[Saved entries]
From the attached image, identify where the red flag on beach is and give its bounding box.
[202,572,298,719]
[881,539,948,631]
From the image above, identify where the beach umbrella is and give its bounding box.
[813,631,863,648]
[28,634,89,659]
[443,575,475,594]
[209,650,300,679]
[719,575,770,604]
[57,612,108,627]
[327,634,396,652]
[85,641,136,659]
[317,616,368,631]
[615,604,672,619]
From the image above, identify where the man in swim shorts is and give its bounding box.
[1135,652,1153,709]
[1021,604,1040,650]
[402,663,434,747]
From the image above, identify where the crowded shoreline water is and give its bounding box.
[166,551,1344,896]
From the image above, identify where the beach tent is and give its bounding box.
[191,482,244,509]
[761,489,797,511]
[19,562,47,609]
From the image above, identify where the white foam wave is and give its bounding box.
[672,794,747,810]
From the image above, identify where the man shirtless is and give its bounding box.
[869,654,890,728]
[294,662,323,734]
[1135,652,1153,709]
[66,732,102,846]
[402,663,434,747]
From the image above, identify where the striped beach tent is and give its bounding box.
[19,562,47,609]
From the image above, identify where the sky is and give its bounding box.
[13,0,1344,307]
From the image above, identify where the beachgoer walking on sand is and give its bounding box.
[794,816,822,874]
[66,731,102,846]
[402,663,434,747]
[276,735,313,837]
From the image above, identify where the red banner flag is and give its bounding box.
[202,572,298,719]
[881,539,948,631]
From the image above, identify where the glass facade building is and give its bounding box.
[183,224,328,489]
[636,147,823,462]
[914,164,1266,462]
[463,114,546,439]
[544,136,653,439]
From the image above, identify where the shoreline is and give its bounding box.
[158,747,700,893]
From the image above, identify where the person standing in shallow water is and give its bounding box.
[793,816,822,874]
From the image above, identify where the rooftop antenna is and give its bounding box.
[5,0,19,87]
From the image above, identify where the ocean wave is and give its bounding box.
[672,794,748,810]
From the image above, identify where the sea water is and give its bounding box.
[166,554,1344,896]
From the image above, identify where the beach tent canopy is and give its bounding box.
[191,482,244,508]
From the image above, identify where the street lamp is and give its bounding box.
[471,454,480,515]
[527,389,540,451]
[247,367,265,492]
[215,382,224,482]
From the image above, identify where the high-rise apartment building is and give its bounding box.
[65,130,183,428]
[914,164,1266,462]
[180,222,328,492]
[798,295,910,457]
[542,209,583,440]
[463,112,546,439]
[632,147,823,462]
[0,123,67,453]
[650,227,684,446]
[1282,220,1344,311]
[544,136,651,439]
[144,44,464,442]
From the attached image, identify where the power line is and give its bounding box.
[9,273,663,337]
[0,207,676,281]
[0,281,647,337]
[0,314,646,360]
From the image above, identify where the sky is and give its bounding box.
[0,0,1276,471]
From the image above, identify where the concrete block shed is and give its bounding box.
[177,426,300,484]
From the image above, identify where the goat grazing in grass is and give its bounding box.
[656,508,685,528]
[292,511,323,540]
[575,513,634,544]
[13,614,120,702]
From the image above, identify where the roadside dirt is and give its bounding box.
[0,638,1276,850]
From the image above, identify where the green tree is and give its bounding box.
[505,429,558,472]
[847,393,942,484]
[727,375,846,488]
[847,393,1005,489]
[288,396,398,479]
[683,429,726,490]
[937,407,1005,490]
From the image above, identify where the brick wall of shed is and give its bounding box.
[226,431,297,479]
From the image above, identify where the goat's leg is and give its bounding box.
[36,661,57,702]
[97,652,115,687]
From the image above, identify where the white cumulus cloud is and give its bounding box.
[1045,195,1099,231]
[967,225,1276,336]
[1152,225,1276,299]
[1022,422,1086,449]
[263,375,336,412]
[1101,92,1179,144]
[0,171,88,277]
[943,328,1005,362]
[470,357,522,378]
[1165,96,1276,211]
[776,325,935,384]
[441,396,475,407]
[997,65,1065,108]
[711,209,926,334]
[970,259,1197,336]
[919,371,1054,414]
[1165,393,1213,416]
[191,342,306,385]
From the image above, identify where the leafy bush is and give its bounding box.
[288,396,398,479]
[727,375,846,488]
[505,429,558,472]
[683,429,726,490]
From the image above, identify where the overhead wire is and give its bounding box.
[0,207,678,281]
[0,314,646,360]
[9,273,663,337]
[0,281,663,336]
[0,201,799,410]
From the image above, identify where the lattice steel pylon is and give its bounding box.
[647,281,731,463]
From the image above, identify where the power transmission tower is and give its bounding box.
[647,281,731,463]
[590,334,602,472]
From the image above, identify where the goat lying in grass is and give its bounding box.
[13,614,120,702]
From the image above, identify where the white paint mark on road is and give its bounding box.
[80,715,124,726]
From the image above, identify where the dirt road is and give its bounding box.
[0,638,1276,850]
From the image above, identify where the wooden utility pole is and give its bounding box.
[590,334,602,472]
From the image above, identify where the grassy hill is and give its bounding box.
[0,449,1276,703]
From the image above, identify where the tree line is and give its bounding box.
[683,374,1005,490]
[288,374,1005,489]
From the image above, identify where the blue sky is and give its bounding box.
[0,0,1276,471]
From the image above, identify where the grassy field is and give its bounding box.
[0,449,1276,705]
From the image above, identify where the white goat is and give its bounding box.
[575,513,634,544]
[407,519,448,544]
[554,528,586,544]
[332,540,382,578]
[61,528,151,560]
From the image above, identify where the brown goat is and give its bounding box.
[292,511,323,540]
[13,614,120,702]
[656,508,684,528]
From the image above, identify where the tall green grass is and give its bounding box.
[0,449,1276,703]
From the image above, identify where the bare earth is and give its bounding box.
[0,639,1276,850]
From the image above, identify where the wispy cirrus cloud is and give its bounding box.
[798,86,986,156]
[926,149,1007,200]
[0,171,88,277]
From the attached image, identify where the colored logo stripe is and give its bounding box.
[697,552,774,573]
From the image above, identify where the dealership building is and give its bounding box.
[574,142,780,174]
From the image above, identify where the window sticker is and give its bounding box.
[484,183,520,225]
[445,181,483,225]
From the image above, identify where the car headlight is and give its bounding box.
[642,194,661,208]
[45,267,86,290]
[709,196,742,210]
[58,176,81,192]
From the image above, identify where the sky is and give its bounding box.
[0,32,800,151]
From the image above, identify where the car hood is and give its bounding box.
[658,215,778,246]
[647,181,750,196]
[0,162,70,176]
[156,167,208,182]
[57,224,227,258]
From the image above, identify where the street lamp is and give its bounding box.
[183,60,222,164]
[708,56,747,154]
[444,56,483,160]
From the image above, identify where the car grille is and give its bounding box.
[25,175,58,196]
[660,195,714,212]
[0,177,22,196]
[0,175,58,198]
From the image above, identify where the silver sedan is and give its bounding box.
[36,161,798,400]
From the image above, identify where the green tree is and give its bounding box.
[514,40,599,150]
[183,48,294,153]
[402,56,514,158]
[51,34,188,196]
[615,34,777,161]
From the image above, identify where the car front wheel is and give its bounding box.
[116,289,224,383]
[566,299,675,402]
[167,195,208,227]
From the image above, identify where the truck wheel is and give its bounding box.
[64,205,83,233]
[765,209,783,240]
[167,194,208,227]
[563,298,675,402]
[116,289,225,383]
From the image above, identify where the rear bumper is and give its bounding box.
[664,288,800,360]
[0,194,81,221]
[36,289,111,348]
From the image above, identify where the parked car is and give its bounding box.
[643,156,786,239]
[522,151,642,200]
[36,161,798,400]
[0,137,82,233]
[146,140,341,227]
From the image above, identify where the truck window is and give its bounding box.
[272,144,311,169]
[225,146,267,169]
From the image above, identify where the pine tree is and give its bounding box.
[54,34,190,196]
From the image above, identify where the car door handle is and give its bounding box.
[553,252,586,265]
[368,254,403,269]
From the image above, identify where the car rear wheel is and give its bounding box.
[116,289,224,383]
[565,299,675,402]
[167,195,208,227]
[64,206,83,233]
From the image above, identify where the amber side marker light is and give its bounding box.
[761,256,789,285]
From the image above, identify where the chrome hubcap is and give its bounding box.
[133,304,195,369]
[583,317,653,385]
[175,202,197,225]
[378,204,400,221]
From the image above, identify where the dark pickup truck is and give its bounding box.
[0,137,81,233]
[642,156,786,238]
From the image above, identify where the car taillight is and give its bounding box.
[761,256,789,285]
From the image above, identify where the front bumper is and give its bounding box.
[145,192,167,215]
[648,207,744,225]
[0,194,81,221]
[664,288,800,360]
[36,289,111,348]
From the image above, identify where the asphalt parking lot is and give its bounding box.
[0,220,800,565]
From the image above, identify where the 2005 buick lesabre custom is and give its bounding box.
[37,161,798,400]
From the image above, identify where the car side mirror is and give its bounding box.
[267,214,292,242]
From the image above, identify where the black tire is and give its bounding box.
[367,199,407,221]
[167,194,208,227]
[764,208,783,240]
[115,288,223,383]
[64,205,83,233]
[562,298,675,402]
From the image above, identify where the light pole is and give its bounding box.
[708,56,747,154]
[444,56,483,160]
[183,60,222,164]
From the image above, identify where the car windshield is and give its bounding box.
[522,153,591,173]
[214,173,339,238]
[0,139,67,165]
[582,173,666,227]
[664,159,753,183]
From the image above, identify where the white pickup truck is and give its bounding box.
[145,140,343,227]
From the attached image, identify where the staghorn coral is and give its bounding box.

#### GOAL
Put the rows above, from the start through the line containing "[615,604,672,619]", into a two-column CSV with the columns text and answer. Give one line per row, quote each field, and replace line breaks with spaces.

#### EXERCISE ANSWER
text,answer
"From the attached image, identify where the red flag on beach is and give its bounding box.","[202,572,298,719] [881,539,948,631]"
"From the image above, identify where the beach umbrella is and give its bounding box.","[813,631,863,648] [28,634,89,659] [443,575,475,594] [209,650,300,679] [719,575,770,604] [57,612,108,627] [327,634,396,652] [85,641,136,659] [317,616,368,631] [615,604,672,619]"